Written task ->
Resume the mailing-list message below about IRI canonicalization in POWDER, starting right after its last line.

Page excerpt ->
__________________________________________________

Re: comment: powder grouping handling of IRIs... from Phil Archer on 2009-04-06 (public-i18n-core@w3.org from April to June 2009)

From: Phil Archer <phil@philarcher.org>
Date: Mon, 06 Apr 2009 17:37:29 +0100
To: "Phillips, Addison" <addison@amazon.com>
CC: Thomas Roessler <tlr@w3.org>, "public-i18n-core@w3.org" <public-i18n-core@w3.org>, Public POWDER <public-powderwg@w3.org>
Message-ID: <49DA2FC9.40701@philarcher.org>
Addison, and the wider i18n community,

As you may have seen, the POWDER WG has gone back to LC following 
further review of the Canonicalisation section of the Grouping of 
Resources document [1]. The steps we discussed in this thread previously 
have been included but now we're saying that IRIs should be compared 
after running the ToASCII function (following input from Thomas 
Roessler, hence he's on cc).

I've begun building standalone tool to implement this rather than 
keeping it buried inside the POWDER Processor where it tends to get 
buried in all the nice test results ;-). End result, I need your help 
again please.

The tool at http://i-sieve.com/cgi-bin/canon.cgi uses a couple of key 
Perl libraries: Net::LibIDN [2] and Unicode::Normalize 1.02[3] (I know 
there's a 1.03 but this is the only one available on my company hosting 
package).

My basic problem is that if I include the Normalize to Form C operation, 
the ToASCII function fails on this (and similar) input strings:

€ürö.example.com.?me+you=them,finally=this

If I omit that stage, it works as it should. Now... this doesn't mean I 
think it's wrong, just that I am beyond my ability to fix this. The test 
tool makes the application for normalisation optional so it's easy to 
play with this a little.

I would be most grateful for any further help you're able to offer.

Thank you.

Phil.

[1] http://www.w3.org/TR/2009/WD-powder-grouping-20090403/#idnCanon to 
section 2.1.5
[2] http://search.cpan.org/~thor/Net-LibIDN-0.12/_LibIDN.pm
[3] http://search.cpan.org/~sadahiro/Unicode-Normalize-1.02/Normalize.pm

Phillips, Addison wrote:
> Hi Phil,
> 
> Thanks for the response. Some personal comments follow.
> 
> Addison
> 
> Addison Phillips
> Globalization Architect -- Lab126
> 
> Internationalization is not a feature.
> It is an architecture.
> 
> 
>> Many thanks to you and the i18n WG for taking the time and trouble
>> to
>> look at our document. The problem of IRI canonicalisation was
>> raised by
>> Thomas Roessler [1] and Eric P [2] following earlier drafts with
>> further
>> comments from others - all very welcome. If one thing was clear
>> after
>> those discussions it's that IRI canonicalisation is a difficult
>> thing
>> and touches on issues well beyond the scope and expertise of the
>> POWDER WG.

__________________________________________________

Records pointing to named objects
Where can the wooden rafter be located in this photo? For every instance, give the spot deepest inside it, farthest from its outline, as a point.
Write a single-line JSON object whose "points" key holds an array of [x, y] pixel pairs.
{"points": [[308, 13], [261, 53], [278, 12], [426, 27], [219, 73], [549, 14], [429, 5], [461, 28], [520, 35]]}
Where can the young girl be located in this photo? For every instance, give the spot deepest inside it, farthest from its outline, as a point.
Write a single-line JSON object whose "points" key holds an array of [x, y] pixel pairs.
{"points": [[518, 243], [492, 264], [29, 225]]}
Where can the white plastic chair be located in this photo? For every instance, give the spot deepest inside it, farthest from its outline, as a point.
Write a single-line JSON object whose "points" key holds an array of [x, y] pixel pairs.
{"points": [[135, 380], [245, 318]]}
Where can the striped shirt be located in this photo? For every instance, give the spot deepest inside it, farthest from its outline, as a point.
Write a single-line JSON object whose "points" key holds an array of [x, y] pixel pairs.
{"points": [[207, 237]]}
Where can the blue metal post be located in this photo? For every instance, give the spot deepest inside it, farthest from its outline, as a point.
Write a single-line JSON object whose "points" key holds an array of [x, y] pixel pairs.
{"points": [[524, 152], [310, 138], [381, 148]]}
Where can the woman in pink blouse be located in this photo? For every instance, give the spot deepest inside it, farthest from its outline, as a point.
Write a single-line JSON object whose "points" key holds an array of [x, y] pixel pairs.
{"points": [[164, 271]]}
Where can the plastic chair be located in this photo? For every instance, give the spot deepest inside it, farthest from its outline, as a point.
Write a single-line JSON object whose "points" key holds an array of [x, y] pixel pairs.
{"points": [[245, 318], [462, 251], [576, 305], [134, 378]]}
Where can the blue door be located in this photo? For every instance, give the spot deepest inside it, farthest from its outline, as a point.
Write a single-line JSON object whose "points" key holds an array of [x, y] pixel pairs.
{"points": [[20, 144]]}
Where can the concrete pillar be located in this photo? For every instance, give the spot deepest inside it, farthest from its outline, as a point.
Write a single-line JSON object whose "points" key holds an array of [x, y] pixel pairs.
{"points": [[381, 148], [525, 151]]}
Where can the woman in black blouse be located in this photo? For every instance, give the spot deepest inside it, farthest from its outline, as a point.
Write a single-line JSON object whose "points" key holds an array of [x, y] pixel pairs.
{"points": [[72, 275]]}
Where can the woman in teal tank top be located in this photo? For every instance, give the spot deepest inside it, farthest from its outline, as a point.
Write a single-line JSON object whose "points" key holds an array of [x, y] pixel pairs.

__________________________________________________

Response for this exercise ->
> 
> It may not be quite *that* difficult, but it needs to be better documented. Individual specs like POWDER shouldn't have to invent it each time.
> 
>> Well, we do say just above the bullet point you quote that "If not
>> already so encoded, the IRI/URI character string is converted into
>> a sequence of bytes using the UTF-8 encoding." 
> 
> I... saw that and thought "oh, good, UTF-8", but on second thought...... Are you sure you mean "sequence of bytes" here? Maybe you should say "sequence of Unicode characters" ([sic] code points) instead. The particular Unicode encoding used to encode the characters is a matter for the implementation and the regular expression stuff works just as well if not better with characters.
> 
>>> The document also fails to mention a normalization step to ensure
>> that the IRI is in
>> some Unicode normalization form. If percent-escapes are decoded, we
>> theorize that the proper
>> thing to do would be to normalize to Form C before parsing into
>> tokens.
>> This would help ensure
>> that tokens are 'include-normalized' (although it would not
>> guarantee
>> that fact).
>>
>> OK, tokenisation refers to the data not the IRI - I'll come to that.
> 
> Yes, but you extract IRI components in this section. That's really what I meant.
> 
>>> We also note that there are several mentions in this section of
>> mapping host parts to lowercase.
>> Casefolding is applied to IDNA names, but it is not as simple an
>> operation as for ASCII domain names.
>>
>> OK, I'm obviously trying to make sure that we don't say anything
>> that is
>> incorrect or ambiguous so we need to do more here. At present, the
>> whole
>> section begins thus:
>>
>> "Before any IRI or URI matching can take place the following
>> canonicalization steps should be applied to the candidate
>> resource's IRI
>> or URI. These steps are consistent with RFC3986 [URIS], RFC3987
>> [IRIS],
>> URISpace [URISpace] and XForms [XFORMS]."
>>
>> Would this be more appropriate:
>>
>> Before any IRI matching can take place the candidate resource's IRI
>> should be Fully Normalized to Form C, as defined in Character Model
> 
> s/Fully//
> 
>> for
>> the World Wide Web 1.0: Normalization [CHARMOD] using utf-8. The
> 
> s/using utf-8//
> 
>> following further steps should then be carried out which are
>> consistent
>> with RFC3986 [URIS], RFC3987 [IRIS], URISpace [URISpace] and XForms
>> [XFORMS].
>>
>> AND modify the line about schemes and hosts to say
>>
>> The scheme and host are case insensitive but the canonical form of
>> both
>> *(for ascii characters)* is lower case. Therefore *ascii
>> characters* in
>> these components in the candidate URI/IRI are normalized to lower
>> case.
> 
> The non-ASCII characters are also normalized to lowercase (where applicable) during STRINGPREP before Punycode is applied. However, Punycode can encode *any* Unicode character sequence, not just ones that have been stringprepped. 
> 
>>
>> Later, in section 2.1.4 which deals with data encoding, we begin by
>> saying
>>
>> "If not already so encoded, the strings are converted into a
>> sequence of
>> bytes using the UTF-8 encoding."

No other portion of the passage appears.